# Work to be completed
Please give the listing again, word for word, with nothing left out.

Begin Records shown

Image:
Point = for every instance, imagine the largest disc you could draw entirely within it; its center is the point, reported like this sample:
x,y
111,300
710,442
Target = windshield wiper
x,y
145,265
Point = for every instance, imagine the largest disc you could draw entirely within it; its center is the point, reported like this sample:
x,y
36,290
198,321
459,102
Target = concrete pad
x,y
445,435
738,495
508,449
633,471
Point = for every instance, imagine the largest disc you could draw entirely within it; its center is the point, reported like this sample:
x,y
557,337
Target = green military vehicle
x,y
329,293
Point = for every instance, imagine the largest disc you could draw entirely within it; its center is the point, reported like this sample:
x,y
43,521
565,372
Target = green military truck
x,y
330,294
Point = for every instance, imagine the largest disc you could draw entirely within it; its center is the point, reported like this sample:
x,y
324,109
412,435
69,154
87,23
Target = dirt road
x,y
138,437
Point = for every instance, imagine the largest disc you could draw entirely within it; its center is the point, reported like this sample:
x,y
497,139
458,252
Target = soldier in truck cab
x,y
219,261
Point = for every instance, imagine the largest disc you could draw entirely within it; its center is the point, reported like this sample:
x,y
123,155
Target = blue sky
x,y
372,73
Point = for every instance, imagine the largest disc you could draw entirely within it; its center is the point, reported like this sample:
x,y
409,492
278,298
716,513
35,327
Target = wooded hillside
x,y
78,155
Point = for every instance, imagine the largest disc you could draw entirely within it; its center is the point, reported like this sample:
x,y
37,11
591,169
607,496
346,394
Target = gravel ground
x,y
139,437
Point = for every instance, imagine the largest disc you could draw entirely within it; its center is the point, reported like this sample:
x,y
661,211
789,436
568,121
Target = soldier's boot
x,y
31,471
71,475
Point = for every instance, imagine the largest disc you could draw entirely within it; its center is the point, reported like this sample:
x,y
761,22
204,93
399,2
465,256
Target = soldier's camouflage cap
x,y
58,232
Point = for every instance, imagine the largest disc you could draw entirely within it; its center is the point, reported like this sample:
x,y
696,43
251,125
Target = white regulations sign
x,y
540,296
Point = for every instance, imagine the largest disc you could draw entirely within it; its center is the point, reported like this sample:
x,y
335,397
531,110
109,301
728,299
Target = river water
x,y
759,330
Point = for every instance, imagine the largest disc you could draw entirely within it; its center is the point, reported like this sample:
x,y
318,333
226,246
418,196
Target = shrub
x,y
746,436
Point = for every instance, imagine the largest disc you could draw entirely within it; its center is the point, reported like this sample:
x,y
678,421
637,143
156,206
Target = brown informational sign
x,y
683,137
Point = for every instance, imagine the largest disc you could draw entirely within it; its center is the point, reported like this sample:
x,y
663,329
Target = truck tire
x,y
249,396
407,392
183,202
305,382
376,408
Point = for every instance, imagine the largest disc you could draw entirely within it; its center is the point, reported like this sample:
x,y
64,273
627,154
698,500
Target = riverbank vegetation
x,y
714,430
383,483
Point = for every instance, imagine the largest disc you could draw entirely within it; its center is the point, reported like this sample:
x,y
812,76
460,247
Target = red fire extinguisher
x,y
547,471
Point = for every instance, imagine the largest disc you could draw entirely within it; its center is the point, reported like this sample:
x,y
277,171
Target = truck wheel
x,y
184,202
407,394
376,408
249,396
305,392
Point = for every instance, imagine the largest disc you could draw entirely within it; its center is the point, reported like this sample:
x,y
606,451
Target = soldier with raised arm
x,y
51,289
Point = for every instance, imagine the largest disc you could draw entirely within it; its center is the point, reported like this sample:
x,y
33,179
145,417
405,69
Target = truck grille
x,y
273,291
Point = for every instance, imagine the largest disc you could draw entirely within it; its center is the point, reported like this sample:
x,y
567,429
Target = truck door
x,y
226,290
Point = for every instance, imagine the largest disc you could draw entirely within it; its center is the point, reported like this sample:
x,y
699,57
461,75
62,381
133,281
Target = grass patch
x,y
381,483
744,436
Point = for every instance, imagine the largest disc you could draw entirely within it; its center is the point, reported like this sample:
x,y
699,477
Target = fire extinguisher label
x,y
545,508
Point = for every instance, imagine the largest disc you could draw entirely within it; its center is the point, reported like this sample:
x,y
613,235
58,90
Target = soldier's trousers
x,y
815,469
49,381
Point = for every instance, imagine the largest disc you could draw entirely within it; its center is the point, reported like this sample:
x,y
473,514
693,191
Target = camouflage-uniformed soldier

End Records shown

# Exercise answer
Image:
Point = for every instance, imagine the largest disc you could draw entirely within it; its center is the point, reported like this sample:
x,y
111,300
710,442
Target = windshield wiper
x,y
145,265
Point = for every instance, imagine the largest disc you could draw entirely within it; its center is the point, reported like this sample:
x,y
36,290
198,321
459,102
Target = concrete pad
x,y
445,435
738,495
508,449
633,471
Point = for every instance, imagine the largest disc you could draw entirely within it; its center is the point, reported like this sample:
x,y
557,337
Target = green military vehicle
x,y
329,293
Point = for every instance, imagine the largest disc you could draw entirely within it; its center is the point, reported like this sample:
x,y
43,521
565,372
Target = green military truck
x,y
330,294
Point = for every instance, imagine the largest disc you could draw entirely within it; its center is the point, reported like this sample:
x,y
324,109
412,435
69,154
87,23
Target = dirt road
x,y
138,437
Point = for every instance, imagine the largest disc you could draw entirely within it; its center is the point, reported like this sample:
x,y
497,139
458,252
Target = soldier in truck cab
x,y
219,261
Point = for every instance, imagine the largest disc you could draw entirely within it; its center is the point, reported like this sample:
x,y
123,155
Target = blue sky
x,y
372,73
Point = for every instance, imagine the largest disc you could draw entirely within it; its center is the point, reported like this sample:
x,y
409,492
278,298
716,513
35,327
Target = wooded hillside
x,y
78,155
Point = for every instance, imagine the largest disc you could draw entirely within it; its center is the point, reported like this sample:
x,y
37,11
591,169
607,496
346,394
Target = gravel ground
x,y
139,437
Point = for every instance, imagine the largest disc you could draw entirely within it; its center is the point, reported like this sample:
x,y
661,211
789,436
568,121
Target = soldier's boot
x,y
31,471
71,475
Point = for every instance, imagine the largest disc you could draw entirely within it; its center is the point, reported like this sample:
x,y
761,22
204,93
399,2
465,256
Target = soldier's camouflage cap
x,y
58,232
Point = for every instance, imagine the largest disc you could draw entirely within it; its center is the point, reported like this sample:
x,y
696,43
251,125
Target = white regulations sign
x,y
540,296
Point = for every instance, imagine the largest disc you could draw entirely within it; its center is the point, reported like this sample:
x,y
335,397
531,110
109,301
728,299
Target = river water
x,y
759,330
Point = for every instance, imagine the largest disc you could draw entirely within it; its center is the point, reported like this sample:
x,y
318,333
226,246
418,196
Target = shrub
x,y
746,436
Point = for every instance, imagine the largest disc you could draw entirely within it; its center is the point, reported like this sample:
x,y
678,421
637,143
156,206
Target = brown informational sign
x,y
683,137
Point = for every instance, imagine the largest disc you could draw entirely within it; its center is the point, reported like this sample:
x,y
663,329
Target = truck tire
x,y
249,396
407,392
183,202
305,382
376,408
Point = for every instance, imagine the largest disc you could draw entirely within it; its center is the point, reported like this sample:
x,y
64,273
627,154
698,500
Target = riverbank vegetation
x,y
714,430
383,483
Point = for every instance, imagine the largest disc you could draw entirely within it; its center is the point, reported like this sample:
x,y
812,76
460,247
Target = red fire extinguisher
x,y
547,471
Point = for every instance, imagine the largest disc you could draw entirely within it; its center is the point, reported like this sample:
x,y
277,171
Target = truck wheel
x,y
184,202
407,394
376,408
249,396
305,392
Point = for every instance, imagine the largest disc you could draw entirely within it; its center is the point, reported like this sample:
x,y
606,451
Target = soldier with raised arm
x,y
51,289
Point = for every instance, imagine the largest disc you could draw entirely within it; its center is the point, reported like this sample:
x,y
33,179
145,417
405,69
Target = truck grille
x,y
273,291
Point = for every instance, imagine the largest disc you could draw entirely within it; its center is the point, reported like this sample:
x,y
567,429
Target = truck door
x,y
226,290
Point = for every instance, imagine the largest disc you could draw entirely within it; its center is the point, reported like this sample:
x,y
699,57
461,75
62,381
133,281
Target = grass patch
x,y
381,483
744,436
Point = for every instance, imagine the largest disc you could draw entirely within it; its center is the point, reported like this sample:
x,y
699,477
Target = fire extinguisher label
x,y
545,508
Point = for every instance, imagine the largest disc you could draw entirely within it; its center is the point, reported like this sample:
x,y
613,235
58,90
Target = soldier's trousers
x,y
815,469
49,381
Point = for every instance, imagine the largest disc you could draw entirely within it; its center is the point, reported like this sample:
x,y
473,514
693,191
Target = camouflage-uniformed soldier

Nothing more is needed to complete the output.